┌──
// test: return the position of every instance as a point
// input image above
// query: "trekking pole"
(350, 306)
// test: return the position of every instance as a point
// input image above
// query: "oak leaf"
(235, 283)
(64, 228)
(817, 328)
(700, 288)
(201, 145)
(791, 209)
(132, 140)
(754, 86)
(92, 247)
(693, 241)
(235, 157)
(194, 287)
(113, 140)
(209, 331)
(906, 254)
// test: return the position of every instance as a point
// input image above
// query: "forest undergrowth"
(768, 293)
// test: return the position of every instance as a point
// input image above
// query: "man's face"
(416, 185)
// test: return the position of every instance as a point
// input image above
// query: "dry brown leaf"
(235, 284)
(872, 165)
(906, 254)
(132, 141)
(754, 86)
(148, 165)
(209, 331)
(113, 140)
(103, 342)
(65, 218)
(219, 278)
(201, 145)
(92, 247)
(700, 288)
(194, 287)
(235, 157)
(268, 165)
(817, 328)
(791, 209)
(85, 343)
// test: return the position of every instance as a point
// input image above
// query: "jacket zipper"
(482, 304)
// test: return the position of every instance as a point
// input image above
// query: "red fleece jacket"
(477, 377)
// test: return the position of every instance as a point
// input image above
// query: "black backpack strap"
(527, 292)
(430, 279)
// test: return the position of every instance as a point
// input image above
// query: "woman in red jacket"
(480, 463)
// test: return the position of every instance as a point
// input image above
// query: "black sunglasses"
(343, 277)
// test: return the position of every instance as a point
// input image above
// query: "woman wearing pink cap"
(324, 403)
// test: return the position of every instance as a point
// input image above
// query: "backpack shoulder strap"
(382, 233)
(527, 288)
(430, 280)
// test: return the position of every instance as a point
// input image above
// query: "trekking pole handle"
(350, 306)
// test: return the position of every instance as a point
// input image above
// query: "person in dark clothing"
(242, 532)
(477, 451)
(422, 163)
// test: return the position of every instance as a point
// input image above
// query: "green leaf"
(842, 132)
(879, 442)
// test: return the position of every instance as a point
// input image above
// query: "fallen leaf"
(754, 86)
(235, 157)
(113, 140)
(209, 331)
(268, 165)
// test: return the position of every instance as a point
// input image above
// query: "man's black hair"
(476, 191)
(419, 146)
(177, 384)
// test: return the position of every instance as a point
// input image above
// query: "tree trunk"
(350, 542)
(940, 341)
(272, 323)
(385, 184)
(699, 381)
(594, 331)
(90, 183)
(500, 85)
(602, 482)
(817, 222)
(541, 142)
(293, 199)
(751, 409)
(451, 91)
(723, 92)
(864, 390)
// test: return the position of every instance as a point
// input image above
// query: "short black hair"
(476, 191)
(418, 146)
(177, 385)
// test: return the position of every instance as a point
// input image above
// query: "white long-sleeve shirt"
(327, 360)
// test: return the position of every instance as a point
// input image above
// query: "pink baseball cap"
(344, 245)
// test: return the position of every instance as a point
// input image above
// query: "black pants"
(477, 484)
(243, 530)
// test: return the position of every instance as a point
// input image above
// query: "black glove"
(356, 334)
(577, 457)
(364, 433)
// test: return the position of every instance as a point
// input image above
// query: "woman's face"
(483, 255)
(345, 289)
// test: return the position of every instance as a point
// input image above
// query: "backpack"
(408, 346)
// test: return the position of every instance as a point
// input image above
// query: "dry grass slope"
└──
Retype all the records above without changing a word.

- Result of the task
// test: return the position of every instance as a point
// input image above
// query: "trekking pole"
(350, 306)
// test: return the position of every instance as a point
// input image above
// query: "oak leaf"
(235, 283)
(64, 228)
(817, 328)
(700, 288)
(201, 145)
(791, 209)
(132, 140)
(754, 86)
(92, 247)
(693, 241)
(235, 157)
(194, 287)
(113, 140)
(209, 331)
(906, 254)
// test: return the position of every instance as a point
// input image above
// query: "forest undergrowth"
(768, 293)
// test: return the position of every instance as a point
// input image above
// query: "man's face"
(416, 185)
// test: return the position of every instance as a point
// input image above
// query: "dry brown leaf"
(235, 284)
(872, 165)
(906, 254)
(132, 141)
(754, 86)
(148, 165)
(209, 331)
(113, 140)
(103, 342)
(65, 218)
(219, 278)
(201, 145)
(92, 247)
(700, 288)
(194, 287)
(235, 157)
(268, 165)
(817, 328)
(791, 209)
(85, 343)
// test: return the position of every instance as a point
// input image above
// query: "jacket zipper"
(482, 304)
// test: return the position of every instance as a point
// input image above
// query: "red fleece jacket"
(477, 377)
// test: return the position of every instance as a point
// input image above
// query: "black backpack strap"
(527, 292)
(430, 279)
// test: return the position of every instance as a point
// input image above
// query: "woman in red jacket"
(480, 463)
// test: return the position of every instance as a point
// input image above
// query: "black sunglasses"
(343, 277)
// test: return the position of every instance as a point
// input image above
// query: "woman wearing pink cap"
(324, 403)
// test: return the position of every instance as a point
// input image above
// query: "backpack shoulder strap"
(382, 233)
(527, 288)
(430, 280)
// test: return the position of every instance as a point
// input image above
// query: "trekking pole handle"
(350, 306)
// test: return the position of every instance as a point
// input image above
// query: "person in dark clothing"
(242, 532)
(477, 451)
(422, 163)
// test: return the position of every instance as a point
// input image above
// query: "green leaf"
(842, 132)
(879, 442)
// test: return the position of every instance as a point
// input image above
// query: "fallen leaf"
(754, 86)
(235, 157)
(113, 140)
(209, 331)
(268, 165)
// test: return the position of every instance as a point
// input image above
// query: "man's black hair"
(476, 191)
(419, 146)
(177, 384)
// test: return the position of every instance as a point
// input image above
// query: "tree trunk"
(350, 542)
(940, 341)
(272, 323)
(385, 184)
(699, 381)
(594, 331)
(90, 183)
(500, 85)
(602, 482)
(817, 222)
(541, 142)
(293, 199)
(751, 409)
(451, 91)
(723, 92)
(864, 390)
// test: return the position of every instance as a point
// input image above
// query: "short black hair"
(476, 191)
(418, 146)
(177, 385)
// test: return the position of every instance as a point
// input image above
// query: "white long-sleeve shirt"
(327, 360)
// test: return the position of every instance as a point
// input image above
// query: "pink baseball cap"
(344, 245)
// test: return the position of every instance as a point
// input image above
// query: "black pants"
(477, 484)
(243, 530)
// test: return the position of every instance as a point
// input image above
// query: "black glove"
(356, 334)
(577, 457)
(364, 433)
// test: return the position of every instance as a point
// input image above
// query: "woman's face"
(483, 255)
(345, 289)
// test: return the position of every instance as a point
// input image above
// query: "backpack"
(408, 346)
// test: return the position of every instance as a point
// input image above
// query: "dry grass slope"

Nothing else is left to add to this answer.